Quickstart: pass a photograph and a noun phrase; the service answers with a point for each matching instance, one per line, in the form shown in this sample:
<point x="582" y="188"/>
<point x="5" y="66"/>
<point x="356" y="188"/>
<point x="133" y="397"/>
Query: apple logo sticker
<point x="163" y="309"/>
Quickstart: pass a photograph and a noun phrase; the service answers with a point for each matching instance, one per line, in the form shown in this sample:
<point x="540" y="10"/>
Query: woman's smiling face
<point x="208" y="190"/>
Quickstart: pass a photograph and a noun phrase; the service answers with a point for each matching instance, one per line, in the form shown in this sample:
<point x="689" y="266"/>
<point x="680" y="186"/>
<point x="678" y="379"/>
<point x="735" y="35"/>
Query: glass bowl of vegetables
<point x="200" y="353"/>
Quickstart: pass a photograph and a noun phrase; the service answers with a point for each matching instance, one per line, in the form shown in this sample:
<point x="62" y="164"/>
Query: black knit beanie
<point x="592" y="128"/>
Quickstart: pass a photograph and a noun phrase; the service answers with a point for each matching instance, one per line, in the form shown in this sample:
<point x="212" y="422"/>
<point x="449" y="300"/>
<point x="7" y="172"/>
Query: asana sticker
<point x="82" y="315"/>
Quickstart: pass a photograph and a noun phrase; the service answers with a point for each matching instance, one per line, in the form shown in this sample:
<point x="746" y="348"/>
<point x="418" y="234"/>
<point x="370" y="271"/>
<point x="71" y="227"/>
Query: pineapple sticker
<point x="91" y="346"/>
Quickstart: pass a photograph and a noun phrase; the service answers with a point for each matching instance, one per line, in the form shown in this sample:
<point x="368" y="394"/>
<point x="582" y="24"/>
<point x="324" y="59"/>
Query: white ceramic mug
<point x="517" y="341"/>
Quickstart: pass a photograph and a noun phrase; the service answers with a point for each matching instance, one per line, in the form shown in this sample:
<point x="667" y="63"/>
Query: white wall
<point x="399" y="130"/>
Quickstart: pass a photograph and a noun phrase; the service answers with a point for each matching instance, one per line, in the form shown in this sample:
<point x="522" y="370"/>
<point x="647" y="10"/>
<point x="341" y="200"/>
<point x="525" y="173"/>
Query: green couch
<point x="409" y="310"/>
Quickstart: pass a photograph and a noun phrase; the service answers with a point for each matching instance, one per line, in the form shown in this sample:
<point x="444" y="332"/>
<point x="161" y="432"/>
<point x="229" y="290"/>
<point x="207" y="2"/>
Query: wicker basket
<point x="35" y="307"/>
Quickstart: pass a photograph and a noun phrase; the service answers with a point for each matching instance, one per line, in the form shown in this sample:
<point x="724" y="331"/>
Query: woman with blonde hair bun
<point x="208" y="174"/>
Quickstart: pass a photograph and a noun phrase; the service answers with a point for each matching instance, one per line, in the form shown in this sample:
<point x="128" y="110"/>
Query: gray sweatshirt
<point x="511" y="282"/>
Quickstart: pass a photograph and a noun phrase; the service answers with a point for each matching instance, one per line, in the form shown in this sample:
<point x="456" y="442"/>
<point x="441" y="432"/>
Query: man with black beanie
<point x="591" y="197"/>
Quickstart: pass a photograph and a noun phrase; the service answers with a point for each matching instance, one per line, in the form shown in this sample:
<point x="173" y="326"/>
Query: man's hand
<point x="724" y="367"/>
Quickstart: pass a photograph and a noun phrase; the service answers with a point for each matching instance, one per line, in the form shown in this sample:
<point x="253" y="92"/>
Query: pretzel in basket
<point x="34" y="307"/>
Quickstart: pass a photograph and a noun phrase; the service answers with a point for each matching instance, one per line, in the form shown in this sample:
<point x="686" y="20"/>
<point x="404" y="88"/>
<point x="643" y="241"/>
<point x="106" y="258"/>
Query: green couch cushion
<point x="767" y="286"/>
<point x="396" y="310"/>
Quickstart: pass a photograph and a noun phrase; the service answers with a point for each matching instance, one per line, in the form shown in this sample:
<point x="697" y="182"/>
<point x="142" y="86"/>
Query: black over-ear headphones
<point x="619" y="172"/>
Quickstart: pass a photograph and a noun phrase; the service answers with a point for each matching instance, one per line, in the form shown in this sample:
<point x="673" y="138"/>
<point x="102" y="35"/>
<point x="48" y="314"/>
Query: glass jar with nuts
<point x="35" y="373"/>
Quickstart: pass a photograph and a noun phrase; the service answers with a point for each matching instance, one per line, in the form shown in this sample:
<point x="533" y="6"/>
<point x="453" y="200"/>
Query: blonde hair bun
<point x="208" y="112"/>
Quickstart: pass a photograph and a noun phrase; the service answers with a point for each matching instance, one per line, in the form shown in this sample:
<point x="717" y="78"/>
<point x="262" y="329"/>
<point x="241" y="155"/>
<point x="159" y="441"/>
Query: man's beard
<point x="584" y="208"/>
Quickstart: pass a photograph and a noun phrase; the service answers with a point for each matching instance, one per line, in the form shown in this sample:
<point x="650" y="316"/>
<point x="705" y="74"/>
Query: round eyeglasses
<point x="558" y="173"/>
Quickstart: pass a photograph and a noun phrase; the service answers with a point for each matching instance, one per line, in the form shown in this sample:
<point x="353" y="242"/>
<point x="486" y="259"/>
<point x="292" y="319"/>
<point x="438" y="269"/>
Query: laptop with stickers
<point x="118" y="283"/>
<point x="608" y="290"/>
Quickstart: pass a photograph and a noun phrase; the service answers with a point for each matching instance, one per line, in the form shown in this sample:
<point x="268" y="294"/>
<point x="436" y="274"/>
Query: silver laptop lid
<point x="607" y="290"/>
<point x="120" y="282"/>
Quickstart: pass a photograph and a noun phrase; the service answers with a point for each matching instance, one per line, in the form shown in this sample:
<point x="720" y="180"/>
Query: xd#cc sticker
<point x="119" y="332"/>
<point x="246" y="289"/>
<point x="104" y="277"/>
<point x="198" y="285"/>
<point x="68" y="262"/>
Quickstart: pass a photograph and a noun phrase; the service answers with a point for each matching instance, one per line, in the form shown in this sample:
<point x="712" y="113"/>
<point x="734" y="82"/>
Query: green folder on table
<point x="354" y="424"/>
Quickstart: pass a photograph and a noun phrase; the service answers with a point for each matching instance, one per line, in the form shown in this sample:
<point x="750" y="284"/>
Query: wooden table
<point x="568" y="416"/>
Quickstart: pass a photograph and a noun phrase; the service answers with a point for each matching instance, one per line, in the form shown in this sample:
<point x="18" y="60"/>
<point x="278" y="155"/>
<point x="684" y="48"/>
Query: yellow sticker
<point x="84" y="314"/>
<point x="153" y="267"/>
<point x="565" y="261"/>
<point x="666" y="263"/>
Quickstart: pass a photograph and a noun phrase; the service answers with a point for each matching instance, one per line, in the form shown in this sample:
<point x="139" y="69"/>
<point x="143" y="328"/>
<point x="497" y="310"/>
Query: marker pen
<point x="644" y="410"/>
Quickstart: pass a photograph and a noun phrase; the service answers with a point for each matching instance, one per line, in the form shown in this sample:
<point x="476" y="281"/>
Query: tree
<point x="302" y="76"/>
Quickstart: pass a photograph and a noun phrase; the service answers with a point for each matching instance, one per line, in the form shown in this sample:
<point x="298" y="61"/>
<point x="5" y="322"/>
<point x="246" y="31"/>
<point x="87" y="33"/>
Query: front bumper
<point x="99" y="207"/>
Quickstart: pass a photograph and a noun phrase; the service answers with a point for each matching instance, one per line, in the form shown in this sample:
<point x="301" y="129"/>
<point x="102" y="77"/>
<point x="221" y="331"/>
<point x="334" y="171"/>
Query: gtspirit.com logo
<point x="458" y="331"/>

→ **Do this**:
Every line of the records above needs to be given again exactly.

→ **Output of the exercise**:
Quickstart: pass a photograph and a noun phrase; the service answers with a point for each matching instance, one per line, in the form shown in this sample:
<point x="582" y="188"/>
<point x="5" y="66"/>
<point x="356" y="188"/>
<point x="133" y="397"/>
Query: apple logo sticker
<point x="163" y="309"/>
Quickstart: pass a photograph and a noun phrase; the service answers with a point for each matching instance, one per line, in the form shown in this sample:
<point x="540" y="10"/>
Query: woman's smiling face
<point x="208" y="190"/>
Quickstart: pass a photograph and a noun phrase; the service answers with a point for each matching instance, one per line, in the form shown in this sample:
<point x="689" y="266"/>
<point x="680" y="186"/>
<point x="678" y="379"/>
<point x="735" y="35"/>
Query: glass bowl of vegetables
<point x="200" y="353"/>
Quickstart: pass a photograph and a noun phrase; the service answers with a point for each matching instance, one per line, in the form shown in this sample:
<point x="62" y="164"/>
Query: black knit beanie
<point x="592" y="128"/>
Quickstart: pass a photograph and a noun phrase; the service answers with a point for each matching instance, one per line, in the form shown in this sample:
<point x="212" y="422"/>
<point x="449" y="300"/>
<point x="7" y="172"/>
Query: asana sticker
<point x="82" y="315"/>
Quickstart: pass a photograph and a noun phrase; the service answers with a point for each matching instance, one per line, in the form shown in this sample:
<point x="746" y="348"/>
<point x="418" y="234"/>
<point x="370" y="271"/>
<point x="71" y="227"/>
Query: pineapple sticker
<point x="91" y="346"/>
Quickstart: pass a photograph and a noun phrase; the service answers with a point for each matching instance, one per line, in the form shown in this sample:
<point x="368" y="394"/>
<point x="582" y="24"/>
<point x="324" y="59"/>
Query: white ceramic mug
<point x="517" y="341"/>
Quickstart: pass a photograph and a noun phrase; the service answers with a point for each matching instance, one per line, in the form shown in this sample:
<point x="667" y="63"/>
Query: white wall
<point x="399" y="130"/>
Quickstart: pass a photograph and a noun phrase; the service answers with a point for each matching instance, one per line, in the form shown in this sample:
<point x="522" y="370"/>
<point x="647" y="10"/>
<point x="341" y="200"/>
<point x="525" y="173"/>
Query: green couch
<point x="409" y="310"/>
Quickstart: pass a photograph and a noun phrase; the service answers with a point for each matching instance, one per line, in the form shown in this sample:
<point x="444" y="332"/>
<point x="161" y="432"/>
<point x="229" y="290"/>
<point x="207" y="2"/>
Query: wicker basket
<point x="35" y="307"/>
Quickstart: pass a photograph and a noun phrase; the service answers with a point for each matching instance, one per line, in the form shown in this sample:
<point x="724" y="331"/>
Query: woman with blonde hair bun
<point x="208" y="174"/>
Quickstart: pass a photograph and a noun phrase; the service answers with a point for each matching instance, one per line, in the form shown in this sample:
<point x="128" y="110"/>
Query: gray sweatshirt
<point x="511" y="282"/>
Quickstart: pass a photograph and a noun phrase; the service answers with a point for each matching instance, one per line, in the form shown in this sample:
<point x="456" y="442"/>
<point x="441" y="432"/>
Query: man with black beanie
<point x="591" y="197"/>
Quickstart: pass a photograph and a noun phrase; the service answers with a point for each matching instance, one per line, in the form shown in this sample:
<point x="173" y="326"/>
Query: man's hand
<point x="724" y="367"/>
Quickstart: pass a photograph and a noun phrase; the service answers with a point for each matching instance, one per line, in the form shown in this sample:
<point x="253" y="92"/>
Query: pretzel in basket
<point x="34" y="307"/>
Quickstart: pass a photograph and a noun phrase; the service answers with a point for each matching instance, one per line, in the form shown in this sample:
<point x="686" y="20"/>
<point x="404" y="88"/>
<point x="643" y="241"/>
<point x="106" y="258"/>
Query: green couch cushion
<point x="767" y="286"/>
<point x="396" y="310"/>
Quickstart: pass a photograph and a noun phrase; the service answers with a point for each matching instance, one per line, in the form shown in this sample:
<point x="697" y="182"/>
<point x="142" y="86"/>
Query: black over-ear headphones
<point x="619" y="172"/>
Quickstart: pass a photograph and a noun phrase; the service answers with a point for each matching instance, one per line, in the form shown in this sample:
<point x="673" y="138"/>
<point x="102" y="35"/>
<point x="48" y="314"/>
Query: glass jar with nuts
<point x="35" y="373"/>
Quickstart: pass a photograph and a noun phrase; the service answers with a point for each matching instance, one per line, in the form shown in this sample:
<point x="533" y="6"/>
<point x="453" y="200"/>
Query: blonde hair bun
<point x="208" y="112"/>
Quickstart: pass a photograph and a noun phrase; the service answers with a point for each matching instance, one per line, in the form shown in this sample:
<point x="717" y="78"/>
<point x="262" y="329"/>
<point x="241" y="155"/>
<point x="159" y="441"/>
Query: man's beard
<point x="584" y="208"/>
Quickstart: pass a photograph and a noun phrase; the service answers with a point for each matching instance, one per line, in the form shown in this sample:
<point x="650" y="316"/>
<point x="705" y="74"/>
Query: round eyeglasses
<point x="558" y="173"/>
Quickstart: pass a photograph and a noun phrase; the service answers with a point for each matching instance, one per line, in the form shown in this sample:
<point x="353" y="242"/>
<point x="486" y="259"/>
<point x="292" y="319"/>
<point x="438" y="269"/>
Query: laptop with stickers
<point x="118" y="283"/>
<point x="608" y="290"/>
Quickstart: pass a photograph and a noun phrase; the service answers with a point for each matching instance, one per line, in the form shown in this sample:
<point x="268" y="294"/>
<point x="436" y="274"/>
Query: silver laptop lid
<point x="607" y="290"/>
<point x="120" y="282"/>
Quickstart: pass a photograph and a noun phrase; the service answers with a point for each matching instance, one per line, in the form shown in this sample:
<point x="720" y="180"/>
Query: xd#cc sticker
<point x="119" y="332"/>
<point x="246" y="289"/>
<point x="104" y="277"/>
<point x="198" y="285"/>
<point x="68" y="262"/>
Quickstart: pass a photograph and a noun phrase; the service answers with a point for each matching instance, one per line, in the form shown in this sample:
<point x="712" y="113"/>
<point x="734" y="82"/>
Query: green folder on table
<point x="354" y="424"/>
Quickstart: pass a photograph and a noun phrase; the service answers with a point for each matching instance, one per line, in the form shown in this sample:
<point x="750" y="284"/>
Query: wooden table
<point x="568" y="416"/>
Quickstart: pass a photograph and a noun phrase; the service answers with a point for each matching instance, one per line, in the form shown in this sample:
<point x="18" y="60"/>
<point x="278" y="155"/>
<point x="684" y="48"/>
Query: yellow sticker
<point x="84" y="314"/>
<point x="153" y="267"/>
<point x="565" y="261"/>
<point x="666" y="263"/>
Quickstart: pass a photograph and a noun phrase; the service answers with a point for each matching instance, one per line, in the form shown in this sample:
<point x="139" y="69"/>
<point x="143" y="328"/>
<point x="497" y="310"/>
Query: marker pen
<point x="644" y="410"/>
Quickstart: pass a photograph and a noun phrase; the service answers with a point for each matching instance, one per line, in the form shown in this sample:
<point x="476" y="281"/>
Query: tree
<point x="302" y="76"/>
Quickstart: pass a photograph and a noun phrase; the service answers with a point for each matching instance, one per line, in the form shown in this sample:
<point x="298" y="61"/>
<point x="5" y="322"/>
<point x="246" y="31"/>
<point x="87" y="33"/>
Query: front bumper
<point x="99" y="207"/>
Quickstart: pass a photograph and a noun phrase; the service answers with a point for each matching instance, one per line, in the form shown in this sample:
<point x="301" y="129"/>
<point x="102" y="77"/>
<point x="221" y="331"/>
<point x="334" y="171"/>
Query: gtspirit.com logo
<point x="458" y="331"/>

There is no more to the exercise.